Excerpted text:

Part 3: Posterity Be Damned

Third in a six-part series

It’s hard to know for certain, but the perceived judgmental gaze of his disapproving father may have been part of the reason for Louis’s lifelong diffidence about exhibiting his work. He sold some pieces, usually to friends and acquaintances, but never had a solo show or expressed much interest in pursuing one.

On its face, this is a surprising attitude for such a productive artist, and it’s easy to imagine that the shadow of Adolph, even from the grave, dimmed Louis’s aspirations for commercial success in the art world. But Louis also realized how notoriously fickle that world was, and I think he made art primarily for the enormous satisfaction it gave him. He quickly grew frustrated or bored whenever the subject of promoting his work came up. He seemed to view this as a secondary and far less rewarding endeavor than the act of creating it.

Untitled, painted cardboard and cheesecloth, mid-1980s.

Without question, though, some of this reticence came from a place of fear. According to Michael McKee, Louis was “incapable of dealing with rejection, and if anyone didn’t like his work, it would destroy him.” At the same time, Michael said, “he was fundamentally less interested in the work once it was finished. He was always sort of onto the next project.” In the end, fear of rejection and Adolph’s ghost aside, Louis simply may not have wanted to spend time and energy that he otherwise could channel more creatively – the public and posterity be damned.

Data:
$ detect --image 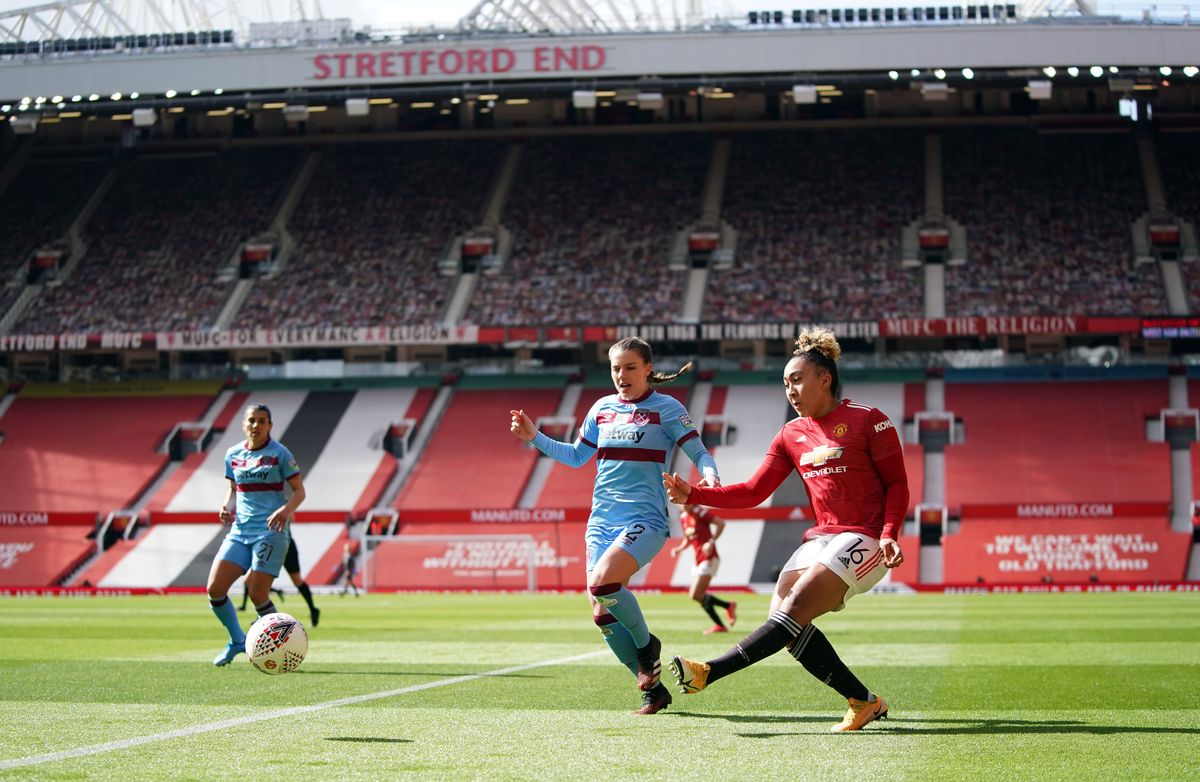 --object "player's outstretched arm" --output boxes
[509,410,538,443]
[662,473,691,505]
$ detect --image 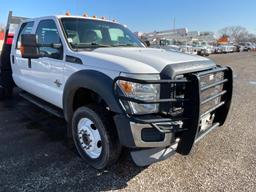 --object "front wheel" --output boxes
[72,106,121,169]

...

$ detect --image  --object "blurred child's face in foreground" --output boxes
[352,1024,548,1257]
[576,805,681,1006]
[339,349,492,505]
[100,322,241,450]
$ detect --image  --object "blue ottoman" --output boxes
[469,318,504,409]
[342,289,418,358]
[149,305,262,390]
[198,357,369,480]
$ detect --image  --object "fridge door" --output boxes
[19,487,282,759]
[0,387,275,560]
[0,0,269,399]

Requests:
1: In the excerpt on Louis, what was Louis incapable of dealing with, according to Michael McKee?
2: In two sentences, what does the excerpt on Louis say about his attitude toward exhibiting his work?
The material above comes from a separate source.

Problem solutions:
1: Rejection.

2: Louis sold some pieces, mostly to friends and acquaintances, but never had a solo show or showed much interest in one, and he grew frustrated or bored when promoting his work came up. This reticence may have stemmed from his disapproving father Adolph, from fear of rejection, and from valuing the act of creating far more than promotion.